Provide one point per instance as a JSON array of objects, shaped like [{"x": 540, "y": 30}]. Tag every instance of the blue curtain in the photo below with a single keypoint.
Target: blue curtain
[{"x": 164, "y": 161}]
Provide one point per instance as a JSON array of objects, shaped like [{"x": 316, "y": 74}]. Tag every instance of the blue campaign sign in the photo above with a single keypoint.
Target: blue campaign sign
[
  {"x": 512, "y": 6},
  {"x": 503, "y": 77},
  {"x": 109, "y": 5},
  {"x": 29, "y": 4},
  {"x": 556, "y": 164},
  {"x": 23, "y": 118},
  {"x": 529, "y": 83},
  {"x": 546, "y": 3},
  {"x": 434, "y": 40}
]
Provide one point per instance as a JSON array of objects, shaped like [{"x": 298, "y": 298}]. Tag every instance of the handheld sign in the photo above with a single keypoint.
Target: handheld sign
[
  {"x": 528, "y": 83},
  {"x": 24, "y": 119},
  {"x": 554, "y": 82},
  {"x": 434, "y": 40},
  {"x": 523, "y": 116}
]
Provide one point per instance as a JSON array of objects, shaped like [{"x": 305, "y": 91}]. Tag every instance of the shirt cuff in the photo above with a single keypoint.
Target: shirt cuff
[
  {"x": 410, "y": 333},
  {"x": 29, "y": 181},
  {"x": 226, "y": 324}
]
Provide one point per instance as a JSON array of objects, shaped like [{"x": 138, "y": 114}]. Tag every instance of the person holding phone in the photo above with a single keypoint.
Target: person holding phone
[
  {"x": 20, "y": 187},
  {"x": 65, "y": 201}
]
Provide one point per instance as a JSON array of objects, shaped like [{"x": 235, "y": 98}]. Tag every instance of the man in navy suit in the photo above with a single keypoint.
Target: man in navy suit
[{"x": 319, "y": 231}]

---*---

Task to carry out: Exactly reproduce every record.

Answer below:
Provide one point per instance as a JSON array of objects, shaped like [{"x": 540, "y": 30}]. Tag every instance of the blue curtain in the photo below with a single keypoint.
Target: blue curtain
[{"x": 164, "y": 161}]
Provide one point per instance as a JSON array of objects, shaped like [{"x": 316, "y": 74}]. Tag every instance of the blue campaign sign in the photo above with a single keypoint.
Target: blue campaign sign
[
  {"x": 512, "y": 6},
  {"x": 503, "y": 77},
  {"x": 109, "y": 5},
  {"x": 29, "y": 4},
  {"x": 556, "y": 164},
  {"x": 23, "y": 118},
  {"x": 529, "y": 83},
  {"x": 546, "y": 3},
  {"x": 434, "y": 40}
]
Provide one point per instance as a JSON array of objects, shaped like [{"x": 298, "y": 298}]. Tag every instance of the handheld sign in the photo above with a single keypoint.
Target: handheld sign
[
  {"x": 528, "y": 83},
  {"x": 24, "y": 119},
  {"x": 554, "y": 82},
  {"x": 434, "y": 40},
  {"x": 523, "y": 116}
]
Provide one point per instance as a JSON array of objects, shaped like [{"x": 305, "y": 91}]. Tag every instance of the shirt cuff in the photo above with a single keypoint.
Target: shirt cuff
[
  {"x": 410, "y": 333},
  {"x": 29, "y": 181},
  {"x": 226, "y": 324}
]
Provide one point per instance as a JSON array of objects, shaped like [{"x": 138, "y": 114}]. Tag every instance of the person holding phone in the photo above with a single keypoint.
Target: person holding phone
[
  {"x": 20, "y": 187},
  {"x": 65, "y": 201}
]
Provide one point per instance as a JSON array of objects, shaped like [{"x": 235, "y": 98}]. Tag every instance of the man in navy suit in the photo above with a single keypoint.
Target: man in navy suit
[{"x": 319, "y": 231}]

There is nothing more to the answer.